* **Source passage**
———
Hi Everyone, I'm wondering if anyone who knows the operation of the air injection system on a Ferrari 308QV can assist with this question. The basic operation I think is pretty clear from the diagram below, but I was wondering if someone could tell me what activates solenoid #2 and what the pressure switch diaphragm #18 does? Thanks in advance, BB
Electrovalve #2 is controlled by the water thermoswitch mounted in the coolant expansion tank (item #64, 121777, on TAV 18). When cold, the water thermoswitch is closed which actuates Electrovalve #2, which allows vacuum to reach the cut-off valve #1. This opens the cut-off valve allowing air from the airbox to be drawn into the pulse air injection system. (When warm, the water thermoswitch opens = unactuates Electrovalve #2 = no vacuum reaches cut-off valve #1 = cut-off valve closed = air injection system disabled). Differential pressure switch #18 is not part of the pulse air injection system -- it just uses the same intake manifold vacuum source for its operation. If the intake manifold vacuum drops quickly, a set of contacts inside the differential pressure switch close briefly = actuates the cold start injector briefly (but only during cold-running IIRC) = gives a squirt of fuel into the intake manifold. This is similar to how the accelerator pump on a carburetor works (i.e., adding a squirt of fuel if you open the throttle quickly).
Thanks Steve. I knew you'd have the answer A follow up to this, is there any benefit of the air injection system if I'm not running a cat? Or are the two not interdependent? Thx BB
I'd say this as "there's virtually no performance penalty with the pulse air injection system being in place". The nozzle doing the air injection does not obstruct the cyl head exhaust port (like it does on the US 2V models), there's no belt driven air pump, and it only operates during cold-running. No benefit to removing it, and just makes the car more incomplete IMO (but, without a cat, it could be removed with no functional issues).
———
Excerpts from a detection dataset

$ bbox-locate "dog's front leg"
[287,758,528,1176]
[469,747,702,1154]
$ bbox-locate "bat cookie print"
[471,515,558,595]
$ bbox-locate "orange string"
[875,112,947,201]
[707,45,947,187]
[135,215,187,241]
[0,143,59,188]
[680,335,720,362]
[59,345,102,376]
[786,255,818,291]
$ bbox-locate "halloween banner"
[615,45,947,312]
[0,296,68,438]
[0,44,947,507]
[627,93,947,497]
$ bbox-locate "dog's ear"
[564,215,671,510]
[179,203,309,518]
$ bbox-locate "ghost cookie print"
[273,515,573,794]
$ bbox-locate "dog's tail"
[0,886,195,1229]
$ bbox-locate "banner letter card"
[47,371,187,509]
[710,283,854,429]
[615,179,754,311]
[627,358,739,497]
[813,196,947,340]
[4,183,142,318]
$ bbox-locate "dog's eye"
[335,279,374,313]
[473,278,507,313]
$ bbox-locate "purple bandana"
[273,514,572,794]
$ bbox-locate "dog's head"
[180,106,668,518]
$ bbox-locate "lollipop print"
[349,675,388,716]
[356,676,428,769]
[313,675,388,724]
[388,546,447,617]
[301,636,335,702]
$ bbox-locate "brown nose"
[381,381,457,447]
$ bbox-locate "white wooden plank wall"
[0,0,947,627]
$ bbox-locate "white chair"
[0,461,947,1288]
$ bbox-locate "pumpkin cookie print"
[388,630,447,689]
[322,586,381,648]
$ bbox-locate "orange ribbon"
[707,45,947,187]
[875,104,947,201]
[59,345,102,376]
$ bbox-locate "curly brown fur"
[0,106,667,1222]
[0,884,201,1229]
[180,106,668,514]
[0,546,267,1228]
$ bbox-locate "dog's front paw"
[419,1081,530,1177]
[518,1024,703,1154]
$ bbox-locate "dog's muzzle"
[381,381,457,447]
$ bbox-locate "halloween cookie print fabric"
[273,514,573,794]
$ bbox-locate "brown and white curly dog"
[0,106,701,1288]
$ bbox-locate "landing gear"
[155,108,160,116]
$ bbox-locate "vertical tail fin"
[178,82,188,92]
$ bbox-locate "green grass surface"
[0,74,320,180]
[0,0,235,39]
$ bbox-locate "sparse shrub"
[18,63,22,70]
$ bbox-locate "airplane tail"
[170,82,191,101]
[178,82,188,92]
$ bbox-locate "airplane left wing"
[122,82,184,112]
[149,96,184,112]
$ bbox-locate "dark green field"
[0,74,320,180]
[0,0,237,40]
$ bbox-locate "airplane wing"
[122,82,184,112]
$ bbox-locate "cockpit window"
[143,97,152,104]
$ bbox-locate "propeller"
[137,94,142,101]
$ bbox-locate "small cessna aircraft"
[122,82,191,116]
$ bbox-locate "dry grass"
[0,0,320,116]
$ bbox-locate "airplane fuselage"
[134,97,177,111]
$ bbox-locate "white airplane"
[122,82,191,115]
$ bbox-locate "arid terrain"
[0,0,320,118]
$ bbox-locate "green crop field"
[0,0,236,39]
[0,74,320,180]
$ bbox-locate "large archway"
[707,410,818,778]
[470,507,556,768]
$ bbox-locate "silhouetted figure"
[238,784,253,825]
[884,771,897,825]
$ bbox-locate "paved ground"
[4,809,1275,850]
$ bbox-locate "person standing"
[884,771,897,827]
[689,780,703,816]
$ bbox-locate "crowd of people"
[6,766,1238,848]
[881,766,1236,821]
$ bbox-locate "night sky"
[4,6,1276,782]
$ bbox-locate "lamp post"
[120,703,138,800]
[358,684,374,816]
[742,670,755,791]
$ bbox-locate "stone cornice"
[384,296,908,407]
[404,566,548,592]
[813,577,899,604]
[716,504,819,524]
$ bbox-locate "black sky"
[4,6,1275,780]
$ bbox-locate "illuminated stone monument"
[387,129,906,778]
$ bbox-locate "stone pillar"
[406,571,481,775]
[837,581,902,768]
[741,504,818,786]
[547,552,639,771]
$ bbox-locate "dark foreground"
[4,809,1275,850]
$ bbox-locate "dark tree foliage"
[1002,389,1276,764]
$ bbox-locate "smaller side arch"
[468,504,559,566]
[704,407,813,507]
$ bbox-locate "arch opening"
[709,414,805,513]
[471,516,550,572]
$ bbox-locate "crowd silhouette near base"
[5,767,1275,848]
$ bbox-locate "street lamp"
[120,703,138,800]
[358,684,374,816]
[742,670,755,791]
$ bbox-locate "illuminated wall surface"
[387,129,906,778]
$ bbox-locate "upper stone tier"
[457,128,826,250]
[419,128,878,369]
———
* **Goals**
(1) Reproduce the detection listing word for word, beginning at its first line and stopping after the line that contains "[0,461,947,1288]", with both of those lines included.
(2) Continue the forum thread on the Ferrari 308QV air injection system from the point where it stops.
The listing has no connection to the forum thread on the Ferrari 308QV air injection system.

* **Exercise answers**
(1)
$ bbox-locate "dog's front leg"
[287,758,528,1176]
[469,747,702,1154]
$ bbox-locate "bat cookie print"
[471,515,558,595]
$ bbox-locate "orange string"
[875,112,947,201]
[707,45,947,187]
[135,215,187,241]
[0,143,59,188]
[680,335,720,362]
[59,345,102,376]
[786,255,818,291]
$ bbox-locate "halloween banner"
[615,45,947,312]
[0,296,68,438]
[0,44,947,507]
[627,93,947,497]
$ bbox-locate "dog's ear"
[564,215,671,510]
[179,203,309,518]
$ bbox-locate "ghost cookie print"
[273,515,573,794]
$ bbox-locate "dog's tail"
[0,886,195,1229]
$ bbox-locate "banner letter card"
[47,371,187,509]
[710,283,854,429]
[615,179,754,311]
[627,358,739,497]
[813,196,947,340]
[4,183,142,318]
$ bbox-locate "dog's eye"
[335,279,374,313]
[473,278,507,313]
$ bbox-locate "purple bandana"
[273,514,572,794]
$ bbox-locate "dog's head"
[180,106,668,518]
$ bbox-locate "lollipop print"
[349,675,388,716]
[356,676,428,769]
[313,675,388,724]
[388,546,447,617]
[301,636,335,702]
$ bbox-locate "brown nose"
[381,381,457,447]
$ bbox-locate "white wooden plank wall"
[0,0,947,627]
$ bbox-locate "white chair"
[0,461,947,1288]

(2)
However, when left in place, the injection pipes and sampling ports tend to collect water and rust to hell. Then it causes an exhaust leak, as well as being impossible to remove.
+1 -- I should've included: either 1) leave it all in place and working, or 2) remove everything, including replacing the air injector nozzles with the appropriate threaded plugs.
Thanks gents. You both make solid arguments. My sampling ports were removed by previous owner, and I always found the engine bay of the 308 very cluttered. So always looking to remove useless junk
For the older systems, with air pump and diverter valve, for roughly how many minutes is air injected at the exhaust manifold before the diverter valve diverts it to the cats? Is air injected at the exhaust manifold only when the engine is cold or are there other situations?
See page 74 in your 260/83 OM for the description of the system operation (it's a coolant temperature thing that triggers the changeover, not time)
I’m going down the same route. I’m just thinking on how to reach the air injectors from the front bank without removing the engine. Let me know the progress please Sent from my iPhone using FerrariChat
I don't know about collecting water but the air injection manifolds on the '83 models are going to "rust to hell" no matter what you do. On the '84 and '85 models they went with a much improved manifold that I believe is stainless.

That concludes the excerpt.